Report each line of the material below that contains the word "window", reproducing every such line in full.
- - - - - - -
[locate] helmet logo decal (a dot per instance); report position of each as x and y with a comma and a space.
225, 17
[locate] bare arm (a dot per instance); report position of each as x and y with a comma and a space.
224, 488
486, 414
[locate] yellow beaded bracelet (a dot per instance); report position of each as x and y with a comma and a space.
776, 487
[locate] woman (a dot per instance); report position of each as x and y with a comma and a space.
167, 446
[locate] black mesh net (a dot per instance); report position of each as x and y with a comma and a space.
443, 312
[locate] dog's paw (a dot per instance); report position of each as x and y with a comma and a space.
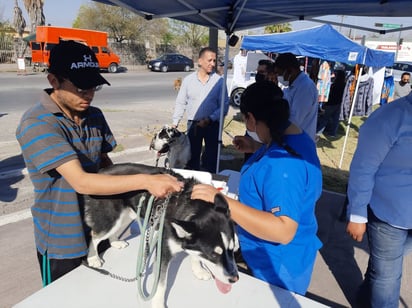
119, 244
95, 261
199, 271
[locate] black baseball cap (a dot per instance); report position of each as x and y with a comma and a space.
77, 63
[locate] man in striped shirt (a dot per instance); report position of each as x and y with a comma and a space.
64, 142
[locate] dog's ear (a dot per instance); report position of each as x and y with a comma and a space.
221, 204
183, 229
176, 132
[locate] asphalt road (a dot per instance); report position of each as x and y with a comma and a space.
134, 105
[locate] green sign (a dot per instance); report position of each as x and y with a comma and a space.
389, 26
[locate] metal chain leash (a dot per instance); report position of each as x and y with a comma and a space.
156, 218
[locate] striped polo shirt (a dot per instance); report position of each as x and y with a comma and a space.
49, 139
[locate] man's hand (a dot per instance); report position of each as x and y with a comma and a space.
204, 122
204, 192
356, 230
160, 185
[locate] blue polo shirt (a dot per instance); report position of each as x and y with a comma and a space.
273, 180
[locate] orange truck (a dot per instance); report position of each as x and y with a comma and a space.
47, 37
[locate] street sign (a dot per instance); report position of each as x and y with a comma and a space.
389, 26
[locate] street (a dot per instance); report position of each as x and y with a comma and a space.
135, 104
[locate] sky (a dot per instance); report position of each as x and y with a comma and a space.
60, 13
63, 12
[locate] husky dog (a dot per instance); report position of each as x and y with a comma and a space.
173, 142
201, 229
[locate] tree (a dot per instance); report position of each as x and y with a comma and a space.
35, 10
121, 24
19, 25
189, 35
278, 28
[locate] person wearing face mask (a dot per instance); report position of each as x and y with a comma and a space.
403, 86
278, 190
300, 91
264, 73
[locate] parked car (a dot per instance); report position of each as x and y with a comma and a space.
401, 67
171, 62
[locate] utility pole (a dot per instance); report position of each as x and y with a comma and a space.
398, 44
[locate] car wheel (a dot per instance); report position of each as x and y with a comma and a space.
112, 68
235, 97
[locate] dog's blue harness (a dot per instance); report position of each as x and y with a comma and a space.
153, 218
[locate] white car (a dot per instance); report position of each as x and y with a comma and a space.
401, 67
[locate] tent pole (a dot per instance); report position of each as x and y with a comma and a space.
222, 102
355, 94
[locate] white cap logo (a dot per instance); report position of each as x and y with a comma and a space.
87, 62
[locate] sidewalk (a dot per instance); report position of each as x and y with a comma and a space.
338, 269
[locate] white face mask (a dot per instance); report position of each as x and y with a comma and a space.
254, 136
283, 82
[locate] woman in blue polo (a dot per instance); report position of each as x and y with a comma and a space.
278, 190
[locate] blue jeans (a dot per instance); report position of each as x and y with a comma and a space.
209, 134
387, 245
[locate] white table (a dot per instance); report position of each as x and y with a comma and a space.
86, 288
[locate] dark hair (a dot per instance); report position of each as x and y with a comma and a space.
286, 60
204, 50
340, 77
265, 101
265, 62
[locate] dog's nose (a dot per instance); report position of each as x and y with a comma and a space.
233, 279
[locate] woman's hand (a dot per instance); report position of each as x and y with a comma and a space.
245, 144
356, 230
160, 185
204, 192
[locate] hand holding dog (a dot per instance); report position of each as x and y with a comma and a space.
203, 122
204, 192
356, 230
160, 185
245, 144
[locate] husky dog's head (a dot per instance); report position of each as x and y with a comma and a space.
164, 138
209, 235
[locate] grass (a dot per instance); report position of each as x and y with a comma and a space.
329, 151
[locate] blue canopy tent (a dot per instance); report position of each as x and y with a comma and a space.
322, 42
234, 15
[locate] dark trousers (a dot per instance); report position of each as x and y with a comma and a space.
328, 121
209, 135
60, 267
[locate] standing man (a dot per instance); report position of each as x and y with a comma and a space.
200, 96
64, 142
403, 86
300, 91
380, 194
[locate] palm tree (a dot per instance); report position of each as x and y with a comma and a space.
19, 25
18, 21
35, 10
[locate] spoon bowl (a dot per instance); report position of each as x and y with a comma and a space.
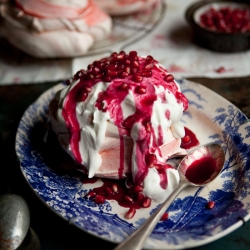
14, 221
198, 168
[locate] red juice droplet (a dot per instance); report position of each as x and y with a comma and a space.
189, 140
201, 170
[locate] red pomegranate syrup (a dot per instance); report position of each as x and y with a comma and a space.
201, 170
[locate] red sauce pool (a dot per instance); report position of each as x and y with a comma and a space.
201, 170
189, 140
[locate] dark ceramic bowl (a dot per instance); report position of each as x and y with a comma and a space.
212, 39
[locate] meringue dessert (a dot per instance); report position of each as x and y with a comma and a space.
52, 28
121, 117
124, 7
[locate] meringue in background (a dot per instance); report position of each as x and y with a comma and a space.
53, 28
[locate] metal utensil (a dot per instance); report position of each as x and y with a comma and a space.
14, 221
207, 161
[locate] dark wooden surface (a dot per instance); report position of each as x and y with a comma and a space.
53, 232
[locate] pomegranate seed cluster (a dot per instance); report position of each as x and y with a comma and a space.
120, 65
226, 20
125, 193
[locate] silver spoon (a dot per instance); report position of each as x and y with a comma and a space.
14, 221
197, 168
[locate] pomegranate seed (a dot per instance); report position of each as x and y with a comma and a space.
135, 63
123, 86
220, 70
99, 199
123, 74
128, 183
99, 76
132, 54
158, 167
95, 70
115, 188
148, 127
109, 191
90, 75
121, 66
106, 78
149, 58
121, 55
114, 54
140, 197
150, 160
164, 216
134, 70
91, 194
67, 82
169, 78
112, 73
128, 198
186, 139
129, 122
127, 62
149, 66
146, 202
210, 204
137, 78
146, 73
130, 213
112, 67
141, 90
128, 69
87, 89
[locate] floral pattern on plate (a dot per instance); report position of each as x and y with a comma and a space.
190, 223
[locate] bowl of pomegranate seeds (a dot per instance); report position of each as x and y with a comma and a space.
222, 25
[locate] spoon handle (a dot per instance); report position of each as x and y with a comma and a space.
136, 240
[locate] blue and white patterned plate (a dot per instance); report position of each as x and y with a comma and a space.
190, 223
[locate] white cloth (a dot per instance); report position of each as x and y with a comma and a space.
169, 42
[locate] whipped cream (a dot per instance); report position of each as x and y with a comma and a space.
126, 125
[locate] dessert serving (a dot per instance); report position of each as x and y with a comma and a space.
120, 118
124, 7
53, 29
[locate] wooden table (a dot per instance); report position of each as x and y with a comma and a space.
53, 232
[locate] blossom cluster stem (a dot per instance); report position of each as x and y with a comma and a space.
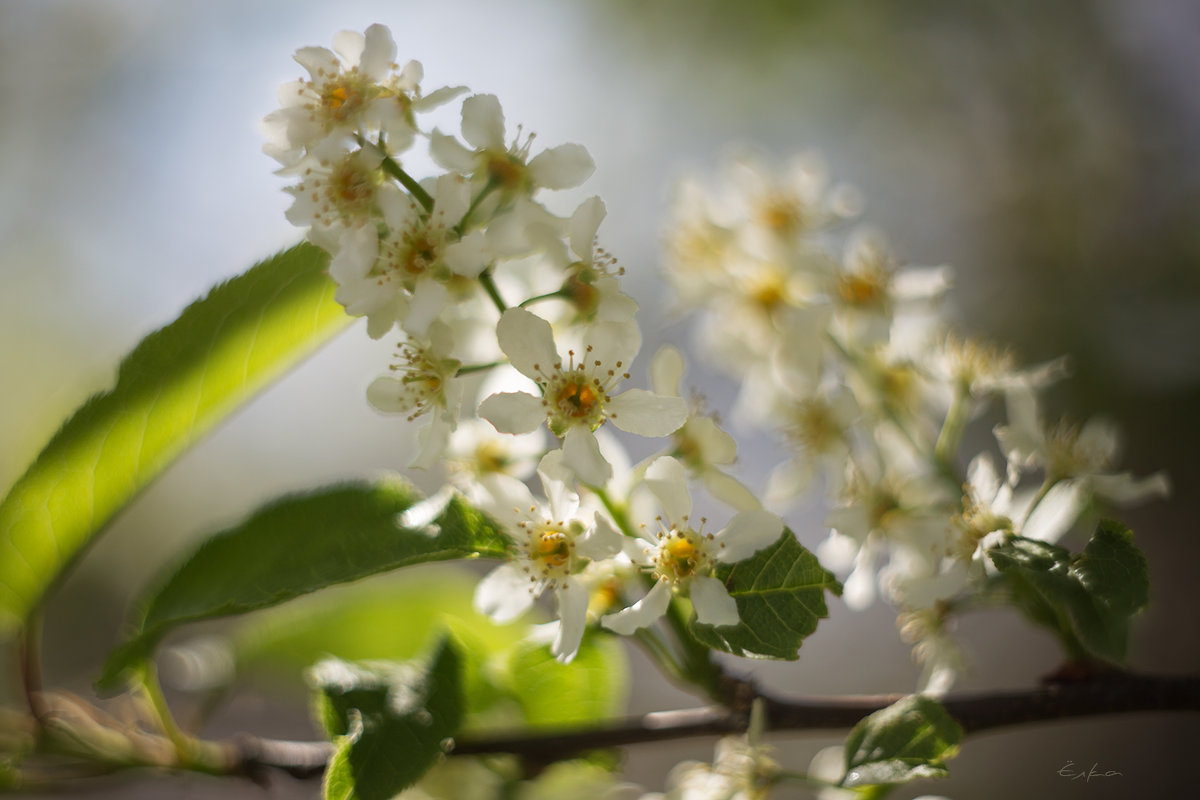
407, 181
489, 283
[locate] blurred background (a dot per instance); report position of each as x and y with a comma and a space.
1048, 151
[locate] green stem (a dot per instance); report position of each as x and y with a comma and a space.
399, 173
489, 283
153, 692
618, 512
474, 204
29, 647
953, 426
549, 295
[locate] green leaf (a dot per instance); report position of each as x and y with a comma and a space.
593, 686
389, 617
171, 390
391, 722
910, 739
1089, 599
780, 595
301, 543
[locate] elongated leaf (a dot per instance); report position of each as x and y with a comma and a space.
301, 543
171, 390
780, 595
910, 739
391, 722
589, 689
1087, 599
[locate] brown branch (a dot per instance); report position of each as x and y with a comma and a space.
1117, 693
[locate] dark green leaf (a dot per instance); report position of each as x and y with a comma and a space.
780, 595
171, 390
301, 543
391, 722
910, 739
1113, 570
592, 687
1087, 600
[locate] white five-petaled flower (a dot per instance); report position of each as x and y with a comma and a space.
403, 274
700, 443
425, 384
1078, 463
576, 392
682, 558
507, 167
352, 92
552, 543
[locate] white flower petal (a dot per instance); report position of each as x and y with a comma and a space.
715, 445
748, 533
641, 614
601, 542
666, 371
712, 601
581, 455
573, 611
1099, 439
647, 414
583, 226
389, 396
483, 122
378, 54
1056, 512
448, 154
504, 594
438, 97
730, 489
667, 480
429, 299
468, 256
509, 498
348, 44
409, 77
613, 344
513, 411
838, 552
1126, 489
431, 440
528, 341
858, 590
562, 167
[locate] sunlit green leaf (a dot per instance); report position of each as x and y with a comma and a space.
592, 687
910, 739
305, 542
391, 721
171, 390
780, 595
387, 618
1087, 599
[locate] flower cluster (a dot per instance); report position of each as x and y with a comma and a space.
480, 280
846, 359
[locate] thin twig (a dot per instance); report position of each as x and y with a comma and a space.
984, 711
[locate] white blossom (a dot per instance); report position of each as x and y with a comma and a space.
682, 557
577, 392
552, 542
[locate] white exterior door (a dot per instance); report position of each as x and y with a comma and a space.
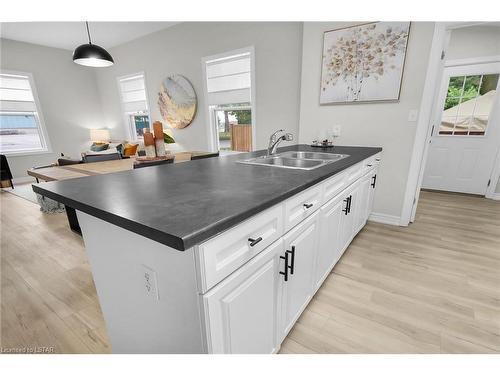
297, 290
466, 136
242, 310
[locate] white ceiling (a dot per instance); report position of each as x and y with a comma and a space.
69, 35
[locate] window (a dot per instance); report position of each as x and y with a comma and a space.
135, 104
229, 94
468, 104
20, 126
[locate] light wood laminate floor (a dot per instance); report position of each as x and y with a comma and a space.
432, 287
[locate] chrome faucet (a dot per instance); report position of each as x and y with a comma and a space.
273, 141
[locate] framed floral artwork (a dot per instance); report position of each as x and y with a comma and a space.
363, 63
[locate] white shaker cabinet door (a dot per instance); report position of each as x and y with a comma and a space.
371, 193
297, 283
329, 238
362, 196
242, 311
348, 197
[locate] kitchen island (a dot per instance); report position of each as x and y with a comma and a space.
214, 256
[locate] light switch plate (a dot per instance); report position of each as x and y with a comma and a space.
150, 282
413, 115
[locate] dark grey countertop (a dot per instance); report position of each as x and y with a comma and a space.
181, 205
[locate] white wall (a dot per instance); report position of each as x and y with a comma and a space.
373, 124
68, 99
474, 41
180, 49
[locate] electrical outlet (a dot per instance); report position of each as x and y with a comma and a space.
413, 115
150, 282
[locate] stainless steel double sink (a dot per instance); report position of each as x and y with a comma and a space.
305, 160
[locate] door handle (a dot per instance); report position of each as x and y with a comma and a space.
254, 242
285, 273
292, 253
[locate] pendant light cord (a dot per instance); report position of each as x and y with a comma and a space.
88, 31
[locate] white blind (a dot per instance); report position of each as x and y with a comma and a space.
133, 92
229, 79
16, 94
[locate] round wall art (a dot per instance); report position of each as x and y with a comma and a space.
177, 101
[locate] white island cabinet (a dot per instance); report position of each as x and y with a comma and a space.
242, 290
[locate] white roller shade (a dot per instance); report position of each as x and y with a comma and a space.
15, 93
229, 79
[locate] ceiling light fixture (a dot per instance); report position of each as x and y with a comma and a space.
92, 54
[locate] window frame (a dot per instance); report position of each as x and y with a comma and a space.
127, 115
213, 117
42, 129
212, 135
467, 70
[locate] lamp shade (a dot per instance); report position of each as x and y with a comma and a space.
92, 55
99, 135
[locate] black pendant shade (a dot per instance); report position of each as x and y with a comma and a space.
92, 54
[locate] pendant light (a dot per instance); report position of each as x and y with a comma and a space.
92, 54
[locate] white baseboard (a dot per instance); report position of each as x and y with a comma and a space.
23, 180
384, 219
495, 196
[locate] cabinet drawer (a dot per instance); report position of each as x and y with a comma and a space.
334, 185
223, 254
354, 173
301, 206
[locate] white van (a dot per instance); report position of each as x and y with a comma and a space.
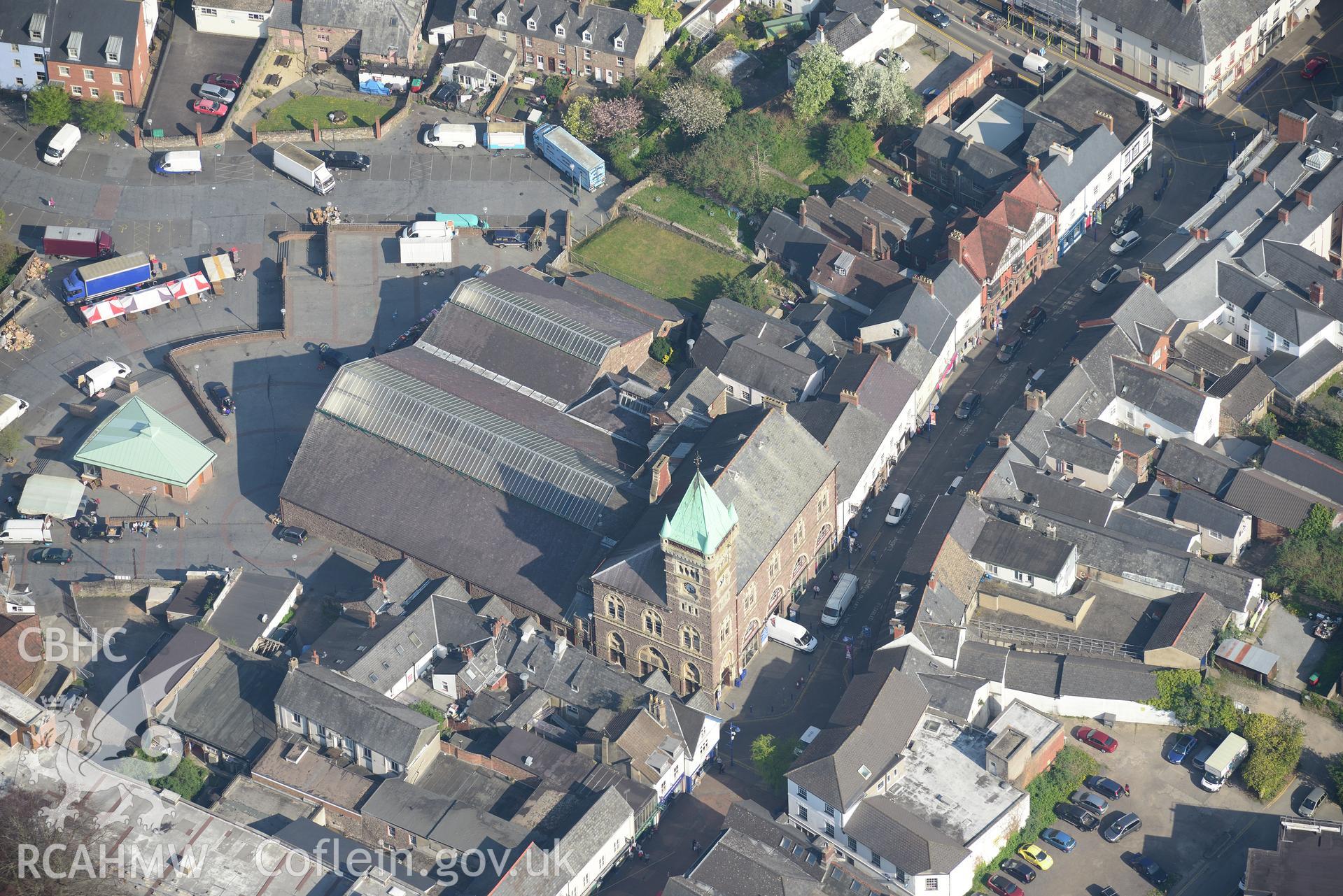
- - - - - - -
RESULT FOR THIS EXERCISE:
[locate] window (a dot per instance); report position of each as x and y with a comma and a space.
[locate] window frame (a dot per instance); report position of each as x and y with a comma and a space.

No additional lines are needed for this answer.